Each entry below must appear in the output exactly as written.

───── SUPPLIED MATERIAL

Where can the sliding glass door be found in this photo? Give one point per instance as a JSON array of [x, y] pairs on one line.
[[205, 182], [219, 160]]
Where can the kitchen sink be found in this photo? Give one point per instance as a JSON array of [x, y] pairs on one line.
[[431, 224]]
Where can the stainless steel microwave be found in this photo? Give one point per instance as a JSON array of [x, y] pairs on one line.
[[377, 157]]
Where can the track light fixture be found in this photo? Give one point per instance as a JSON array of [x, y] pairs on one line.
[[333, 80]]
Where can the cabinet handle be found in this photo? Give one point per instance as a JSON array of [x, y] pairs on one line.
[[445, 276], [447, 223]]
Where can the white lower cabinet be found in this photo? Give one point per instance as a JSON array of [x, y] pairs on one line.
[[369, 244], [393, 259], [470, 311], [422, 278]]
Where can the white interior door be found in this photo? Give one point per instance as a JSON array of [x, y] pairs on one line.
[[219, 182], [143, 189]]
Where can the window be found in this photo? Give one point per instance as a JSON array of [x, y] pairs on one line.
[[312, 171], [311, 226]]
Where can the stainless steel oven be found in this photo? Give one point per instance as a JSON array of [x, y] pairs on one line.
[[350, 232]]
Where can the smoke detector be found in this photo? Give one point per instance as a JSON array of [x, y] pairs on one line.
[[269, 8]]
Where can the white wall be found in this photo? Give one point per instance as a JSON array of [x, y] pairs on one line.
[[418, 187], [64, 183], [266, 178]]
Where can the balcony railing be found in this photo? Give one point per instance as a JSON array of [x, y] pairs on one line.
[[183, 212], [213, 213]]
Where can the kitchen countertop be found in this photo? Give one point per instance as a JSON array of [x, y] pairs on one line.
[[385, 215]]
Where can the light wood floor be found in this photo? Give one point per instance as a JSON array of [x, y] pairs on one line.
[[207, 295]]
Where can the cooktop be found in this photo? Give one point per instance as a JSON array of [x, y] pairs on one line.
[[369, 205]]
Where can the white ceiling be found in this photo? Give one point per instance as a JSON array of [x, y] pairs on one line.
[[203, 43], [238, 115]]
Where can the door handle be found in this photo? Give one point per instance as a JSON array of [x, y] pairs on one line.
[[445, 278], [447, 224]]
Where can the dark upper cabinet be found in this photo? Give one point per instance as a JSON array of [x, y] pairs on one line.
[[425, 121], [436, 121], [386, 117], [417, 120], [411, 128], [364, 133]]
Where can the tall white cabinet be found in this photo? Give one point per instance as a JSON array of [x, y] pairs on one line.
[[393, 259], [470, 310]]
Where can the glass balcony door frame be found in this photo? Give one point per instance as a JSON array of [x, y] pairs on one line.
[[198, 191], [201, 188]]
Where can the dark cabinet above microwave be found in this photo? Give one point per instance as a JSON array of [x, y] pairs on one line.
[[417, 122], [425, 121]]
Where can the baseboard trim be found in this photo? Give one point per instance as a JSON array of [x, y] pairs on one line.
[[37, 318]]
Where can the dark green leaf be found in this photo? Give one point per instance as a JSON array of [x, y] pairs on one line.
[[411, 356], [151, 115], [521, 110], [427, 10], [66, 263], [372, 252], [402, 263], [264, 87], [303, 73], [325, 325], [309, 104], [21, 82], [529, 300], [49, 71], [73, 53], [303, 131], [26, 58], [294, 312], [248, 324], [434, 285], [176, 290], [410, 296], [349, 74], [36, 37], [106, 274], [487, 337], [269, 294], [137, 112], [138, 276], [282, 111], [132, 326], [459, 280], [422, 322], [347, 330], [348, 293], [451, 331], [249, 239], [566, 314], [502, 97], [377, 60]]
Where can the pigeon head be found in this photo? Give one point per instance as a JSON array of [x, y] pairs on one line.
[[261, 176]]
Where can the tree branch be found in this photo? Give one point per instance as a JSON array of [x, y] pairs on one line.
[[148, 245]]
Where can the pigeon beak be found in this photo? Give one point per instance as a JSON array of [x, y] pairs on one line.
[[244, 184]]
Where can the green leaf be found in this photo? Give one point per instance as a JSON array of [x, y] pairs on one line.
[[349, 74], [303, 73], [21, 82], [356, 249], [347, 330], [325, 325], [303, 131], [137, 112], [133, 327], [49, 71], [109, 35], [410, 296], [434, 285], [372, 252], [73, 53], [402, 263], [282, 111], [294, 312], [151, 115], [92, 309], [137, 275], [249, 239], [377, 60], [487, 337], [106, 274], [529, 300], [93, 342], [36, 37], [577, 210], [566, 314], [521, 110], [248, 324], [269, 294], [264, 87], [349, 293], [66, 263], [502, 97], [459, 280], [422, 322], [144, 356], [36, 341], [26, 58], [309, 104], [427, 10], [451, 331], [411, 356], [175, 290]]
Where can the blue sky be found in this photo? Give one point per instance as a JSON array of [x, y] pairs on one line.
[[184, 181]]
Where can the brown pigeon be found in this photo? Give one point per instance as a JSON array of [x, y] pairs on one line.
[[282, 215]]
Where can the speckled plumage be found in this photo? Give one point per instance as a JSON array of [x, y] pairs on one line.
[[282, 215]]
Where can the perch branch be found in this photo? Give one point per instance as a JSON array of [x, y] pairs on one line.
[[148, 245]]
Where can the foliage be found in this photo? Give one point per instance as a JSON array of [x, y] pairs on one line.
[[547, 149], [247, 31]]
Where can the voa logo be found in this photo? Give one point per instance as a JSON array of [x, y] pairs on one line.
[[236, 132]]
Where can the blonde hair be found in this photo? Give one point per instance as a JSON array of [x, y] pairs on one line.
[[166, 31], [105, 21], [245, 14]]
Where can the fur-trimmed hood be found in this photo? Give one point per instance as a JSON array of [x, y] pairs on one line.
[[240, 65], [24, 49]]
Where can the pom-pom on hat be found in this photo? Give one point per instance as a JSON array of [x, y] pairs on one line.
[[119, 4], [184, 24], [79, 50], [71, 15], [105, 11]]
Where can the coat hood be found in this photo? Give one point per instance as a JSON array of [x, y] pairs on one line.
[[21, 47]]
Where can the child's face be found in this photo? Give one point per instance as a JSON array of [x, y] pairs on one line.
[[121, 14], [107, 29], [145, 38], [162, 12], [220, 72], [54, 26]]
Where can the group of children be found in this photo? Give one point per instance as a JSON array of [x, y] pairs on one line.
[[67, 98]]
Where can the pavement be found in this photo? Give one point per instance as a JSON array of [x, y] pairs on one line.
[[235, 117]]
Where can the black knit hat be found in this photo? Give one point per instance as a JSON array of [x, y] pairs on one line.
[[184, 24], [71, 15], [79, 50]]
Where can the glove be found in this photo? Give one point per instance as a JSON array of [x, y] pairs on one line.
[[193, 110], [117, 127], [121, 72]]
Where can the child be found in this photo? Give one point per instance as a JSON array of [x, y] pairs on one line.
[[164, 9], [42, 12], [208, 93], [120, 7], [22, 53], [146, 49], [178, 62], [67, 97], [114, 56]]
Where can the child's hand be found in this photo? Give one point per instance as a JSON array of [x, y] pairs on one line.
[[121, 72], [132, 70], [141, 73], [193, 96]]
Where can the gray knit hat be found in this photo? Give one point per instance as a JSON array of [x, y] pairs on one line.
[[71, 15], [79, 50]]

──────────

# [WORKED SOLUTION]
Where can the sliding glass door be found in this photo? Give one point per instance as a JSON array of [x, y] pairs on one line.
[[205, 182], [219, 160]]
Where can the kitchen sink be found in this photo? Give one point per instance as a JSON array of [x, y] pairs on one line.
[[431, 224]]
Where can the stainless steel microwave be found in this photo? Give one point per instance as a JSON array of [x, y] pairs on one line.
[[377, 157]]
Where can the track light fixture be found in this photo? Give one point per instance as a JSON array of [x, y] pairs on one line.
[[333, 80]]
Where can the cabinet handle be found in this photo? Give one point per instance as a JSON array of [x, y] pairs on one line.
[[445, 276], [447, 223]]
Where can the white lower cabinet be found in this photo? Give one point per instance as a JSON array of [x, y] pairs on one line.
[[369, 244], [393, 259], [470, 311], [422, 278]]
Where can the white interior door be found in this photo? Give one point per instance as a JSON array of [x, y] pairs on one line.
[[219, 182], [143, 189]]
Where can the window be found in this photo? Give one point per instance as a JSON array of [x, y] pairs on one line.
[[312, 171], [311, 226]]
Where can the stainless steel oven be found in this photo? Give one point per instance as a JSON array of [x, y] pairs on one line.
[[350, 232]]
Where can the smoke detector be found in this photo? Give one point per instance as a JSON array of [x, y] pairs on one line.
[[269, 8]]
Where can the white wall be found in this photo? Give one point per instance as a JSON array of [x, y] pairs on one line.
[[418, 187], [64, 183], [266, 178]]
Where can the balcony railing be found in this photo? Give one point per instance as a JSON array of [x, y] pairs on one line.
[[183, 212], [213, 213]]
Where can the kitchen countertop be found in this photo? Give one point per instance as a JSON array of [x, y] pairs on one line.
[[385, 215]]
Where can the light wood floor be found in this photo? Give one point per instance as a JSON array of [x, y] pairs on one line.
[[207, 295]]
Where can the cooktop be found in this photo? Give one point per instance as a JSON array of [x, y] pairs on one line.
[[369, 205]]
Where can the white ceiling be found in this photo? Give one point per instance as a JSON array of [x, y] pairs on one line.
[[203, 43], [238, 115]]
Where can the door handle be found in this photo? Give one point per instance as a JSON array of [x, y] pairs on one line.
[[445, 278], [447, 224]]
Where can the dark upper cabinet be found in this photo? Give one point per instance as a JSON array of [x, y] pairs on one line.
[[425, 121], [436, 121], [386, 117], [417, 120], [411, 128], [364, 133]]
Where can the tall white cabinet be found in this photo? Give one point per instance as a JSON array of [x, y] pairs on one line.
[[393, 259], [470, 310]]
Where can the glass balcony door frame be found in this photo? Give one point per instance as a JSON array of [x, y] pairs on one line.
[[198, 191], [201, 188]]
Where can the dark cabinet above microwave be found in this photo? Give one point per instance as a JSON array of [x, y] pairs on one line.
[[417, 122], [425, 121]]
Where can the baseboard trim be found in this photo? Give one point per instance as a JSON array of [x, y] pairs on one line.
[[37, 318]]
Where can the dark green leaf be found in this photo? Give one point per instance as a JSON array of [x, y] pairs on one line.
[[411, 356], [151, 115], [521, 110], [427, 10], [66, 263], [372, 252], [402, 263], [264, 87], [303, 73], [325, 325], [309, 104], [21, 82], [529, 300], [49, 71], [73, 53], [303, 131], [26, 58], [294, 312], [248, 324], [434, 285], [176, 290], [410, 296], [349, 74], [36, 37], [106, 274], [487, 337], [269, 294], [137, 112], [138, 276], [282, 111], [132, 326], [459, 280], [422, 322], [347, 330], [348, 293], [451, 331], [249, 239], [566, 314], [502, 97], [377, 60]]
Where can the pigeon head be found in this photo? Give one point per instance as a JSON array of [x, y] pairs on one line.
[[261, 176]]
Where can the tree branch be found in this photo? Give one point per instance as a JSON array of [x, y] pairs on one line.
[[148, 245]]
Where can the pigeon beak be found in this photo? Give one point per instance as a JSON array of [x, y] pairs on one line.
[[244, 184]]
Where can the green leaf be found in this photo? Give one point per instance as a JSON array of [x, y] pairs on one line.
[[349, 74], [303, 73], [21, 82], [356, 249], [347, 330], [325, 325], [303, 131], [137, 112], [133, 327], [49, 71], [109, 35], [410, 296], [434, 285], [372, 252], [73, 53], [402, 263], [282, 111], [294, 312], [151, 115], [92, 309], [137, 275], [249, 239], [377, 60], [487, 337], [106, 274], [529, 300], [93, 342], [36, 37], [577, 210], [566, 314], [521, 110], [248, 324], [269, 294], [264, 87], [349, 293], [66, 263], [502, 97], [459, 280], [422, 322], [144, 356], [36, 341], [26, 58], [309, 104], [427, 10], [451, 331], [411, 356], [175, 290]]
Where can the blue sky be found in this photo? Give one point per instance as a JSON array of [x, y] pairs on one line.
[[184, 181]]
Where can the brown pigeon be found in this photo? Give one point per instance as a JSON array of [x, y] pairs on one line.
[[282, 215]]
Where can the speckled plumage be found in this photo? Give one point per instance as a JSON array of [x, y] pairs on one line.
[[282, 215]]
Where can the perch branch be found in this photo? Give one point per instance as a JSON array of [x, y] pairs on one line.
[[148, 245]]
Where can the foliage be found in this photo? Give one point per instance as a JSON array of [x, y] pairs on one line.
[[547, 149], [247, 31]]
Where can the voa logo be found in this photo? Give one point per instance as a JSON array of [x, y] pairs on one line.
[[236, 132]]
Where can the blonde hair be found in this photo? Give one point per instance as a JSON array of [x, y] pairs on one line.
[[166, 31], [105, 21], [245, 14]]
Where can the fur-trimmed hood be found in this photo? Give one point per instance as a JSON array of [x, y] pairs on one line.
[[240, 65], [24, 49]]
Where can the pom-pom on hat be found in this photo? Give one point per instance as a JSON array of [x, y] pairs on one line.
[[119, 4], [184, 24], [79, 50], [71, 15], [105, 11]]
Where can the coat hood be found in this photo? Give one point per instance as a JSON array of [x, y] pairs on one line.
[[21, 47]]
Where can the child's face be found in this photo? Give one point per instance as a JSON array of [x, y] pairs on one line.
[[121, 14], [107, 29], [145, 38], [162, 12], [220, 72], [54, 26]]
Where can the group of children be found in this photo? Give one point per instance as a JSON array of [x, y] pairs on one line.
[[67, 98]]
Where can the pavement be found in this photo? Give one point per instance as a JSON array of [x, y] pairs on one line.
[[235, 117]]
Where can the black knit hat be found in this photo? Give one point per instance as a JSON array of [x, y] pairs on one line.
[[184, 24], [71, 15], [79, 50]]
Where can the glove be found in this photo? Give one point per instance as a JSON array of [x, y] pairs on one line.
[[193, 110], [117, 127], [121, 72]]
Where can the child be found in this photo? Give one point per instance as a JSON array of [x, y] pairs on one line.
[[164, 9], [42, 12], [208, 93], [120, 7], [22, 53], [146, 49], [178, 62], [67, 97], [114, 56]]
Where can the child's hand be found in this photo? Give one point per instance as a JSON array of [x, y] pairs on one line.
[[121, 72], [132, 70], [141, 73], [193, 96]]
Where can the gray knit hat be found in this photo? Give one point per instance as a JSON array of [x, y] pairs on one line.
[[71, 15], [79, 50]]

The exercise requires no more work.